• _Your assignment_:
Give back every record below, character for character.

[Data extracted from a collection]
○ ○ ○ ○

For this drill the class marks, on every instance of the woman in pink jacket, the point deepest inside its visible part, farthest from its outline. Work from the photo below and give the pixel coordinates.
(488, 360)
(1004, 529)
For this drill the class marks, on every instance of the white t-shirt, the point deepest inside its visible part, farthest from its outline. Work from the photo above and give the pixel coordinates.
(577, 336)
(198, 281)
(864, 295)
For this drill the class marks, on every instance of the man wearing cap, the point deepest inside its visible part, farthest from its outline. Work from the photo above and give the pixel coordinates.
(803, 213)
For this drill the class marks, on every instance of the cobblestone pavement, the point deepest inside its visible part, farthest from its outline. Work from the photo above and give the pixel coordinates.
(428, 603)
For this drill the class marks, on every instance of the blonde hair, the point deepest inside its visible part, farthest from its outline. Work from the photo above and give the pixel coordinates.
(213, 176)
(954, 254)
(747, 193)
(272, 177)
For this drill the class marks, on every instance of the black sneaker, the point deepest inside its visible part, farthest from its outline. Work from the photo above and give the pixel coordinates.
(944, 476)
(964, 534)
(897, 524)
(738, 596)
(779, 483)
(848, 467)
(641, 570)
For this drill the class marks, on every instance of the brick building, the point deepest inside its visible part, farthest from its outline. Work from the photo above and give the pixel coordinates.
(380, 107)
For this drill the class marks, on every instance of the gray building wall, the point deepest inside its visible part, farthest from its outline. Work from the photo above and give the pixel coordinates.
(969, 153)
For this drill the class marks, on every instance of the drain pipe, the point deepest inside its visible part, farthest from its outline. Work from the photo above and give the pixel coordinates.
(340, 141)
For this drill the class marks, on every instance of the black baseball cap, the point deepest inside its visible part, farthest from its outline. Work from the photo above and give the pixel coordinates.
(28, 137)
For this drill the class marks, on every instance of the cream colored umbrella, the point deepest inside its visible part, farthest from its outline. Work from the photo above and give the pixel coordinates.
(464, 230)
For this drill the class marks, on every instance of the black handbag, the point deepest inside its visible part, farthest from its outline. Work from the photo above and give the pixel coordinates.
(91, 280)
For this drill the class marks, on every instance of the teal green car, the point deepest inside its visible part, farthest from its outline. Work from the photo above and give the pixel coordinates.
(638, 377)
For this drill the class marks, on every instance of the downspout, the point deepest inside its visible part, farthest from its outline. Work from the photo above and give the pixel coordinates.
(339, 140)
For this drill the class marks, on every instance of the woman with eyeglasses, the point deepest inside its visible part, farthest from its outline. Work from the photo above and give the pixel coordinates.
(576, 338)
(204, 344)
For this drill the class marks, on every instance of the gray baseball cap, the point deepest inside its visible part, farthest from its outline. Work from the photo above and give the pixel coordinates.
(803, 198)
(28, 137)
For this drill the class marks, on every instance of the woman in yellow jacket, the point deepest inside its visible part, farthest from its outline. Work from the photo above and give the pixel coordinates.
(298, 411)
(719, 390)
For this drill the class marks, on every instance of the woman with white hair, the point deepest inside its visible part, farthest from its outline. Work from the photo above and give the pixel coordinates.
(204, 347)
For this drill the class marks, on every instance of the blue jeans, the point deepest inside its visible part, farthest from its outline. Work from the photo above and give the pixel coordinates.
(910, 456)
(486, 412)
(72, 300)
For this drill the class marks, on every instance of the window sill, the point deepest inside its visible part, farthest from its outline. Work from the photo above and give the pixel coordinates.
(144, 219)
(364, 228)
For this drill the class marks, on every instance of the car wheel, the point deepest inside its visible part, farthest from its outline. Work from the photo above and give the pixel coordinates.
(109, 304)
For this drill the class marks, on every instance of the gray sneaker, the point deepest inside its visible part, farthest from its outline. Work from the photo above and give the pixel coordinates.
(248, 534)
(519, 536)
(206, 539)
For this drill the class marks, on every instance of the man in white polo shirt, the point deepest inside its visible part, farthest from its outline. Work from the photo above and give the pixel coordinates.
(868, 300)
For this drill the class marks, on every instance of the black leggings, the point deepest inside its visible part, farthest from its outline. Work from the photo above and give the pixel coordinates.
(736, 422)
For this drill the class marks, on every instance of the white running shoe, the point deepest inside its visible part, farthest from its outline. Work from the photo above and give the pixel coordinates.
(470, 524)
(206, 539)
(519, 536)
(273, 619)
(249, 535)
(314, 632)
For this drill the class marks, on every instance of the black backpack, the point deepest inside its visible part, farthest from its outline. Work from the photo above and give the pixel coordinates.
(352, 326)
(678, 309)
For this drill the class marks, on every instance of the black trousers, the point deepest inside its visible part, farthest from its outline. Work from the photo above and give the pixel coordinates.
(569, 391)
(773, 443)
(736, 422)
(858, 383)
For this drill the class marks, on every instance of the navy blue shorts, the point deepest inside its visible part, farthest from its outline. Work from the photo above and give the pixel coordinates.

○ ○ ○ ○

• _Reply to the task_:
For this drill the class marks, on every instance of the woman in pink jacket, the point deepest inside its visible part, farthest from its outline. Work from the photo below and give the pixel coordinates.
(488, 360)
(1004, 529)
For this drill the class marks, on every instance of the white t-shirt, the point deepest inside its visible part, farthest from its outline. Work from the photo above and give the pixel coordinates.
(577, 336)
(198, 281)
(864, 295)
For this drill the class marks, on every instance of the man wearing cap, the point deepest inside its visible part, farthest from its outline. Work from the photo above and give the pixel coordinates.
(803, 213)
For this drill the class marks, on every instance of the cobblestone pavement, the point deepest inside its visible part, farthest from its outline. Work from the photo above and give the pixel coordinates.
(428, 603)
For this drill the class marks, on every instance of the blonde hair, the point deepest inside its visible part, farthest from its outline. Work from the photo above and give the pixel coordinates.
(213, 176)
(954, 254)
(747, 193)
(272, 177)
For this drill the class marks, on every instance of the black sneaker, the point deepest inside its visible part, farthest from its outline. Work from the photo above and give the pixel coordinates.
(944, 476)
(964, 534)
(897, 524)
(738, 596)
(779, 483)
(848, 467)
(641, 570)
For this drill the class marks, on every instance of the brick building, the point deepest inside its visible part, farthest from its outline. Work from the photo above and give the pixel coordinates.
(380, 107)
For this drill the class marks, on every instance of the gray building wall, the point deepest inside its visible part, farthest from its outline. Work from the photo above and give the pixel coordinates.
(969, 153)
For this drill the class marks, on every instance of the drain pipe, the point deepest inside its visible part, farthest from its outline. Work from the photo above and give the pixel coordinates.
(340, 141)
For this drill the class marks, on every instance of the black baseball cap, the point deepest inside its visible part, farthest from its outline. Work from the photo above and give the pixel coordinates.
(28, 137)
For this drill the class marks, on every instance of the cream colored umbrella, the point deepest inside its visible part, farthest from its outline. Work from the photo above and give the pixel coordinates.
(464, 230)
For this drill the class marks, on every instance of the black handbag, the point deepest inside its visible part, farthest from its outline. Work from the photo above and give the pixel coordinates.
(91, 280)
For this drill the class marks, on every instance of the teal green car, the point deepest inside its visible part, farthest from its outline. Work from the photo above and give the pixel coordinates.
(638, 377)
For this drill the class marks, on every instance of the downspout, the point deepest inside its visible part, farthest from its outline. Work from the photo above and give the pixel coordinates.
(339, 140)
For this drill the class marks, on every instance of the woman with eyeglasses, the point deepest inside its visible part, farthest from its outline. Work from the photo above and give the pixel coordinates.
(576, 338)
(204, 344)
For this drill the class marks, on every instance of the gray baseball cap, the point deepest inside its visible part, farthest from its outline. Work from the photo above and give the pixel coordinates.
(803, 198)
(28, 137)
For this drill the class marks, on every instance of the woman in yellow jacket, the point deepest inside its visible part, farthest from its outline. Work from the photo above and give the pixel coordinates.
(298, 411)
(719, 390)
For this drill the class marks, on every instance of the woman with white hair, the point deepest inside its visible part, farthest from its outline. Work from the photo above and give the pixel coordinates.
(204, 347)
For this drill the class marks, on every instance of the blue jeans, the point deepest inside its visible part, farthest from its outline. Work from the photo above and give the pixel coordinates.
(910, 456)
(486, 412)
(72, 300)
For this drill the class marks, on every instance of the window sill, the point deepest inside its visible part, farthest from its outline. Work from the photo above and give the pixel coordinates.
(144, 219)
(364, 228)
For this drill the class marks, on every instance of the car wheel, the point deepest inside its visible part, farthest from its outline. Work from the photo above and give the pixel coordinates.
(109, 304)
For this drill the class marks, on every instance of the gray sneaker, the point deepest inside its visible part, farthest from its outline. Work from the photo above and give the pixel coordinates.
(248, 534)
(519, 536)
(206, 539)
For this drill the class marks, on every instance of the man in white polo shirt, the point deepest inside its visible part, farthest from its outline. Work from the photo above and give the pixel coordinates.
(868, 300)
For this drill the class marks, on every instance of the black leggings, the point deepest inside its visible part, farthest from its outline. Work from the photo above and give the pixel coordinates.
(736, 422)
For this drill the class marks, on every instance of the white running shoe, the point deepest inside its visible part, farthest from its outline. Work from the photo above and give the pixel coordinates.
(470, 524)
(206, 539)
(519, 536)
(273, 619)
(249, 535)
(314, 632)
For this drill the class marks, on every instance of the black backpack, the point deepest inside its visible part, farthest from its outline. Work from the photo above and give the pixel coordinates.
(352, 326)
(678, 309)
For this drill the class marks, on every instance of the black trousers, the point deepest inside its visible part, farthest from its outline. Work from the photo above and give the pixel coordinates.
(569, 391)
(773, 443)
(736, 422)
(858, 383)
For this drill the class marks, on every instance of the navy blue shorts, the point deepest inside its visible part, farthest from its outline. Work from the photo above and give the pixel coordinates.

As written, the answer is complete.